Activity:
Please restate all of the records word for word, setting the pictures aside.

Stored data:
* * * * * * * * *

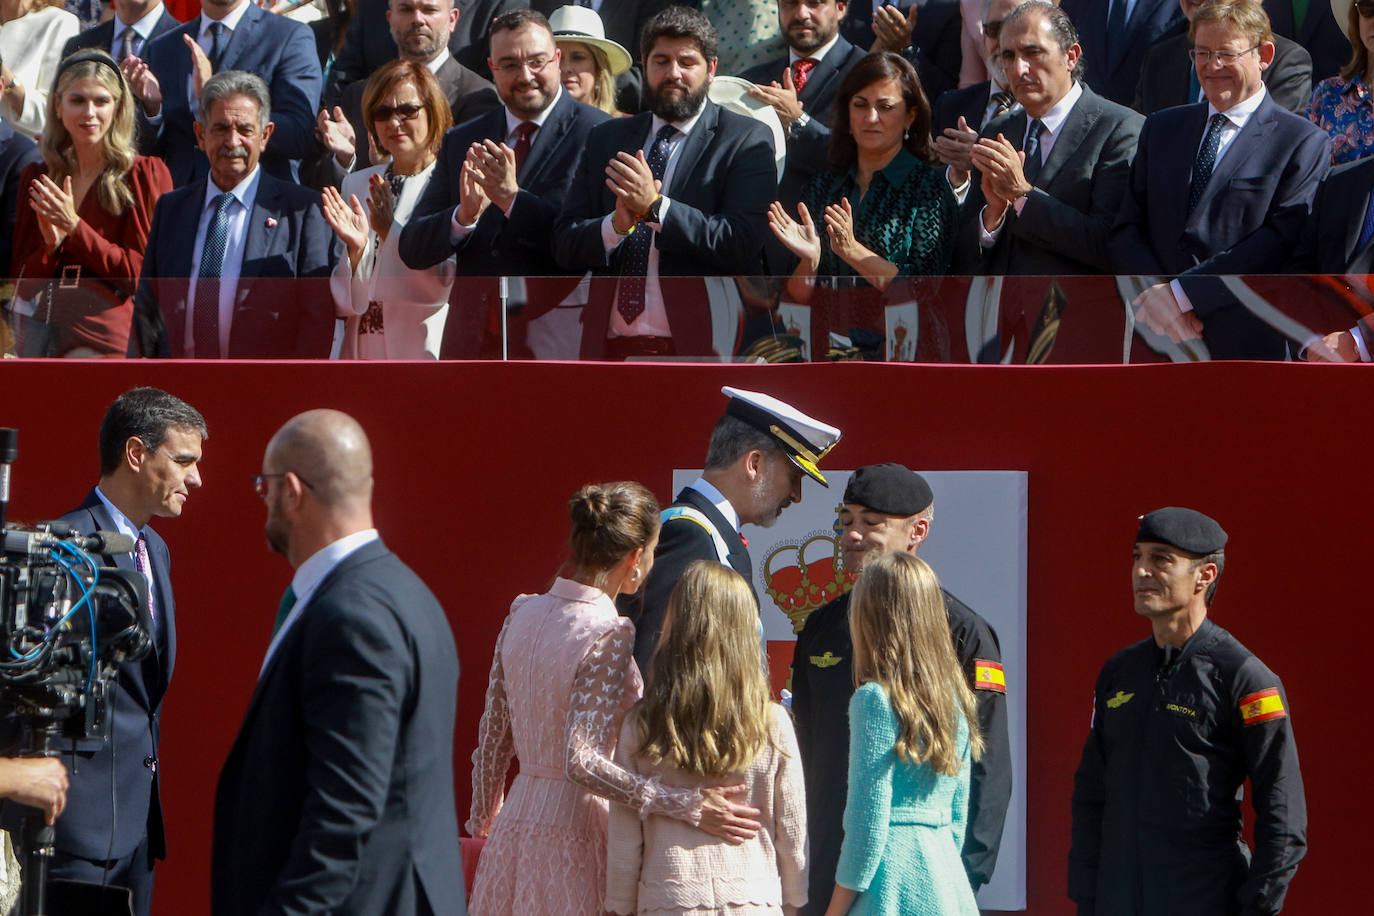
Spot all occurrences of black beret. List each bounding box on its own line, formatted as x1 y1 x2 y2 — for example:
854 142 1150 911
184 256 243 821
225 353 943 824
1136 507 1228 555
843 464 933 516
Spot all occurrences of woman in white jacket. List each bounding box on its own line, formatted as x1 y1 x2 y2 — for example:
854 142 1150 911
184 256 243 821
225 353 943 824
0 0 80 139
321 59 453 359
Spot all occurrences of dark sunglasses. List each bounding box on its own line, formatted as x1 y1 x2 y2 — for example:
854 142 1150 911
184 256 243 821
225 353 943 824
982 18 1003 39
1359 0 1374 17
372 103 423 123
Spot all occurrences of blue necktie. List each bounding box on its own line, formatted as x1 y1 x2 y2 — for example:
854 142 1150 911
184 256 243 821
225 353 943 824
193 192 234 358
616 124 677 325
1022 119 1045 184
208 21 226 70
1188 114 1228 214
1356 193 1374 255
1105 0 1129 65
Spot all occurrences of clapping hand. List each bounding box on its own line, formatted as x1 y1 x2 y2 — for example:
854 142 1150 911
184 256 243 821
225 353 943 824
768 201 821 270
606 149 660 235
466 139 520 213
30 175 79 253
367 174 395 240
823 198 865 263
934 115 979 183
316 107 356 169
183 34 213 101
121 55 162 115
456 157 490 226
871 4 917 53
748 66 804 129
321 185 369 268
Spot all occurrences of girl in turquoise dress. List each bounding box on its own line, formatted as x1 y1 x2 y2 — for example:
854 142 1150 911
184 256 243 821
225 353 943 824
821 552 984 916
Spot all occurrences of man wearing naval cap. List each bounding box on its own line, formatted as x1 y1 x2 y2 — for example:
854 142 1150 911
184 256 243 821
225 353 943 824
1068 508 1307 916
790 463 1011 912
620 386 841 677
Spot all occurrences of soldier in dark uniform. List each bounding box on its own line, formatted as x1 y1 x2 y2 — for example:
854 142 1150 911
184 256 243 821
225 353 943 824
1068 507 1306 915
791 464 1012 914
621 385 841 677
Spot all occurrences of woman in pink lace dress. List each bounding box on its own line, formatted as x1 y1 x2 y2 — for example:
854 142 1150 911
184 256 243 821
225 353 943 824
607 561 808 915
467 482 762 915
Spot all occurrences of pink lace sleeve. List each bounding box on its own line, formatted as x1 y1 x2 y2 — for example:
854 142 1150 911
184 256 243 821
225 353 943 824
466 617 515 838
564 622 704 824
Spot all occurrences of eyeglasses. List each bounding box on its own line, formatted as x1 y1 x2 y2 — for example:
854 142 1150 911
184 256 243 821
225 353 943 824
372 102 423 123
252 472 314 499
493 55 553 75
981 19 1002 39
1188 46 1259 66
1358 0 1374 18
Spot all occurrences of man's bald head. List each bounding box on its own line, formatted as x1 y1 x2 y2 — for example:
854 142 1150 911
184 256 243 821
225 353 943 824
266 409 374 509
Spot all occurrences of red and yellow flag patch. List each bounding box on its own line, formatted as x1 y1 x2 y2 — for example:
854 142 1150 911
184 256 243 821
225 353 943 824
1239 688 1286 725
974 660 1006 694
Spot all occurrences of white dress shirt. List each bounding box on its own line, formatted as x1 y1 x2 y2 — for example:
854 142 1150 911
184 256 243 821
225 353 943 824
260 528 380 674
598 105 707 338
185 165 262 356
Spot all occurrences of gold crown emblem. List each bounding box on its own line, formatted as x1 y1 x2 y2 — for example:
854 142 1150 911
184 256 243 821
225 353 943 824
763 533 855 633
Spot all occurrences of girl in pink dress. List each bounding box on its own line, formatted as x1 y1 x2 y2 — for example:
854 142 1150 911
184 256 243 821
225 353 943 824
607 561 808 915
468 482 760 915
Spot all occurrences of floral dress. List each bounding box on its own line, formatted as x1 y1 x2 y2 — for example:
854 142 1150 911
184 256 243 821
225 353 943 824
1307 74 1374 165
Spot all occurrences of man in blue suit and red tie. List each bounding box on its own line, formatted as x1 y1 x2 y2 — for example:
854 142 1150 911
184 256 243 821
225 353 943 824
1110 0 1330 359
43 387 204 916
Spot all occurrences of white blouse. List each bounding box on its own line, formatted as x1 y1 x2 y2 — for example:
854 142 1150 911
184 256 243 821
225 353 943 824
330 159 455 360
0 6 81 139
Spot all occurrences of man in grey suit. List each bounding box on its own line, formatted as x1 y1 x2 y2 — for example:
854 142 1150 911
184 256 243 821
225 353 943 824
554 6 777 359
1134 0 1312 115
1111 0 1330 358
213 409 462 916
965 1 1143 276
130 72 338 358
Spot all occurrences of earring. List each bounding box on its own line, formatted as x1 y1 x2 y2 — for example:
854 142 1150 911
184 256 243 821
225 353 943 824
904 127 910 140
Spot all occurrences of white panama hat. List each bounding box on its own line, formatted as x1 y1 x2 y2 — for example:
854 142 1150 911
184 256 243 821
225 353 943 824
707 76 788 183
548 5 633 77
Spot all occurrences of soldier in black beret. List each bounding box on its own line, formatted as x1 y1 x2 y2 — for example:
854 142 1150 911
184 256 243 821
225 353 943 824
1068 508 1307 916
790 463 1012 912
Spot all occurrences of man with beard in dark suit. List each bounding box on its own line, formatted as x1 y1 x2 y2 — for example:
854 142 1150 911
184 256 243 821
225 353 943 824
14 388 206 916
305 0 501 185
400 7 610 358
620 386 840 678
743 0 867 209
553 5 777 359
213 409 462 916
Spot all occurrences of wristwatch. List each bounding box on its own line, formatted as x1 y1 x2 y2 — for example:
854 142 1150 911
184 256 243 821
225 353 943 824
646 194 664 224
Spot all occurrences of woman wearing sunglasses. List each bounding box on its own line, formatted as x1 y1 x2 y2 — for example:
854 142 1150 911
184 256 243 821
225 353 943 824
321 58 454 358
1307 0 1374 164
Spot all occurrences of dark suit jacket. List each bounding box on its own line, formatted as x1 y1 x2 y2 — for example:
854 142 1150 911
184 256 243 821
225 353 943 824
1110 93 1330 357
399 91 611 358
962 85 1143 275
532 0 674 113
211 539 463 916
840 0 962 102
1061 0 1186 106
130 171 339 358
62 9 181 59
1265 0 1349 83
1134 32 1314 116
741 34 867 207
553 101 777 358
619 486 752 678
1292 155 1374 273
331 0 524 87
0 491 175 862
0 126 40 276
138 5 322 186
932 79 998 135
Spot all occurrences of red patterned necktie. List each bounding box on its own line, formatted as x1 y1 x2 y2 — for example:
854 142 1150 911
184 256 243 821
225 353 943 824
791 58 816 92
512 121 537 172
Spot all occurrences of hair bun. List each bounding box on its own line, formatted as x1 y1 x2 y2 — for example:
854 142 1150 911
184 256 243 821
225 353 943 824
570 484 612 529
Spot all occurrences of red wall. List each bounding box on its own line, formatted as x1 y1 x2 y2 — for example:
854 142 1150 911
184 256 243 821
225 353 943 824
0 359 1364 913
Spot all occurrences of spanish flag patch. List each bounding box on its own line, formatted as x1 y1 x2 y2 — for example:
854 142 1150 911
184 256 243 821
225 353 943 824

* * * * * * * * *

Answer to this problem:
Spot all occurrences of black beret. List each bounding box on its own line, formatted as x1 y1 x2 y2 — for example:
854 142 1150 911
184 256 243 821
225 353 943 824
1136 507 1228 555
843 464 933 516
Spot all occurrences of woman in white jacket. List each bounding box on its own line, formatted as x1 y1 x2 y2 — for example:
854 142 1150 911
184 256 243 821
225 353 943 824
0 0 80 139
321 59 453 359
Spot all occurrences of dark sunglasses. List each bounding box on its own line, formatted as x1 y1 x2 y2 — for example:
854 142 1150 911
184 256 243 821
225 353 943 824
982 18 1003 39
1359 0 1374 17
372 103 423 123
Spot all occurrences of blue necktie. List each bounding box on its own line, formatted as x1 y1 x2 y2 — for example:
854 142 1150 911
184 256 243 821
225 353 943 824
193 192 234 358
616 124 677 325
1022 119 1045 184
208 21 226 70
1188 114 1228 214
1356 193 1374 255
1105 0 1129 65
Spot all occurrences of clapping hand. List each bounding box on its own line, formatted as x1 y1 x2 y2 — for example:
854 142 1150 911
184 256 243 821
225 353 943 824
768 201 821 270
606 149 660 235
466 139 520 213
30 175 79 253
367 174 395 240
823 198 865 263
934 115 979 183
316 107 356 169
183 34 213 101
121 55 162 115
456 157 490 226
871 4 917 53
748 66 804 129
321 185 369 268
Spot all occurrences of girl in turquoise dress. List each bounding box on its own line, formatted as x1 y1 x2 y2 — for example:
854 142 1150 911
184 256 243 821
225 353 943 824
821 552 984 916
Spot all occurrences of man wearing naval cap. List each bounding box on its own line, formatted as x1 y1 x2 y2 — for example:
854 142 1150 911
184 256 243 821
225 353 943 824
1068 508 1307 916
790 463 1011 912
620 386 841 677
Spot all occurrences of soldier in dark uniform. List each bounding box on its own line, formatted as x1 y1 x2 y2 — for example:
854 142 1150 911
184 256 243 821
225 353 943 824
1068 507 1306 915
791 464 1012 914
621 385 841 677
Spot all occurrences of woman in pink lace dress. List each bounding box on its own line, formatted as x1 y1 x2 y2 — for example:
854 142 1150 911
184 256 243 821
225 353 943 824
607 561 808 915
467 482 762 915
Spot all occurrences of pink lace sleeve. List each bounding box on its own line, formatted as x1 y1 x2 y2 — for example:
854 142 1150 911
184 256 243 821
225 353 943 824
466 617 515 838
564 622 704 824
Spot all occurrences of eyeglasses. List each bounding box on its own line, formatted as x1 y1 x2 y2 — for example:
854 142 1150 911
184 256 243 821
225 353 943 824
372 102 423 123
252 472 314 499
493 55 553 75
981 19 1002 39
1188 46 1259 66
1358 0 1374 18
Spot all occurrences of man's bald head. List each bounding box on its own line, formatted as x1 y1 x2 y2 — for example:
854 142 1150 911
184 256 243 821
225 353 943 824
266 409 374 509
Spot all occurrences of red and yellow flag patch. List each bounding box on its own line, formatted as x1 y1 x2 y2 — for example:
854 142 1150 911
184 256 243 821
225 353 943 824
1239 688 1286 725
974 660 1006 694
Spot all occurrences of white dress shirt. List each bounding box on its own line, formatted as x1 y1 x2 y2 — for example:
854 142 1150 911
184 256 243 821
225 353 943 824
260 528 380 674
598 105 707 338
185 165 262 356
Spot all occurrences of gold crown emblem. List each bounding box on its own line, formatted as x1 y1 x2 y2 — for example:
854 142 1150 911
184 256 243 821
225 353 943 824
763 533 855 633
Spot all occurrences of girl in pink dress. List each bounding box on its own line, formatted as x1 y1 x2 y2 — for example:
854 142 1150 911
184 256 243 821
225 353 943 824
607 561 808 915
468 482 760 915
Spot all occurrences of floral dress. List each bounding box on its own line, formatted as x1 y1 x2 y2 — for example:
854 142 1150 911
184 256 243 821
225 353 943 824
1307 74 1374 165
Spot all occurrences of man in blue suit and red tie. List each bounding box on its own line, formatted as x1 y1 x2 y2 — for example:
854 142 1150 911
184 256 243 821
225 353 943 824
1110 0 1330 359
43 387 204 916
Spot all occurrences of white blouse. List each bounding box on its own line, formatted as x1 y1 x2 y2 — for example:
854 142 1150 911
184 256 243 821
225 353 943 824
330 159 455 360
0 6 81 139
Spot all occurrences of man in grey suit. List each bounding box on its own line, formatted as x1 y1 x2 y2 — for example:
854 142 1150 911
184 256 243 821
225 353 943 824
554 6 777 359
1134 0 1312 115
1111 0 1330 358
213 409 462 916
965 1 1143 276
130 72 338 358
Spot all occurrences of earring. List each bounding box on its own line, formatted as x1 y1 x2 y2 — for example:
854 142 1150 911
184 256 243 821
225 353 943 824
904 127 910 140
Spot all occurrences of white panama hat. List each bounding box on its own line, formatted as x1 y1 x2 y2 — for example:
854 142 1150 911
184 256 243 821
225 353 943 824
707 76 788 183
548 5 633 77
Spot all occurrences of soldier in black beret. List each bounding box on its own line, formatted as x1 y1 x2 y2 — for example:
854 142 1150 911
184 256 243 821
225 353 943 824
1068 508 1307 916
790 463 1012 912
Spot all occurrences of man with beard in dark suit. List each bounding box on its own line, formatted as x1 y1 x2 y2 — for example:
854 142 1150 911
184 256 243 821
225 353 943 824
14 388 206 916
305 0 501 185
400 7 610 358
620 386 840 678
743 0 867 209
553 5 777 359
213 409 462 916
Spot all occurrences of wristwatch. List each bounding box on its own line, formatted as x1 y1 x2 y2 — for example:
854 142 1150 911
184 256 243 821
225 353 943 824
646 194 664 224
Spot all occurrences of woman wearing sunglasses. List each bounding box on its own line, formatted as x1 y1 x2 y2 — for example:
854 142 1150 911
184 256 243 821
225 353 943 824
321 58 454 358
1307 0 1374 164
Spot all occurrences of dark suit jacket. List each bounding box on its own line, formatted as x1 y1 x2 y2 — for example:
854 142 1150 911
184 256 243 821
225 353 943 824
1110 93 1330 357
399 91 611 358
962 85 1143 275
532 0 674 113
211 539 463 916
840 0 962 102
1061 0 1186 106
130 171 339 358
62 9 181 59
1265 0 1349 83
1134 32 1314 116
741 34 867 207
553 101 777 358
619 486 752 678
1292 155 1374 273
331 0 524 87
0 491 175 862
0 126 40 276
138 5 322 186
932 79 998 135
Spot all occurrences of red patterned necktie. List each bounding box on its own line, formatted as x1 y1 x2 y2 — for example:
854 142 1150 911
184 256 243 821
225 353 943 824
791 58 816 92
512 121 537 172
Spot all occurrences of hair bun. List each bounding box on its own line, formatted as x1 y1 x2 y2 — for example:
854 142 1150 911
184 256 243 821
225 353 943 824
570 484 612 529
Spot all occurrences of red wall. List each bounding box on its own line, formatted as x1 y1 x2 y2 — for example:
854 142 1150 911
184 256 243 821
225 353 943 824
0 359 1364 913
Spot all occurrences of spanish flag patch. List each bounding box on its own line, formatted as x1 y1 x2 y2 — for example:
854 142 1150 911
184 256 243 821
225 353 943 824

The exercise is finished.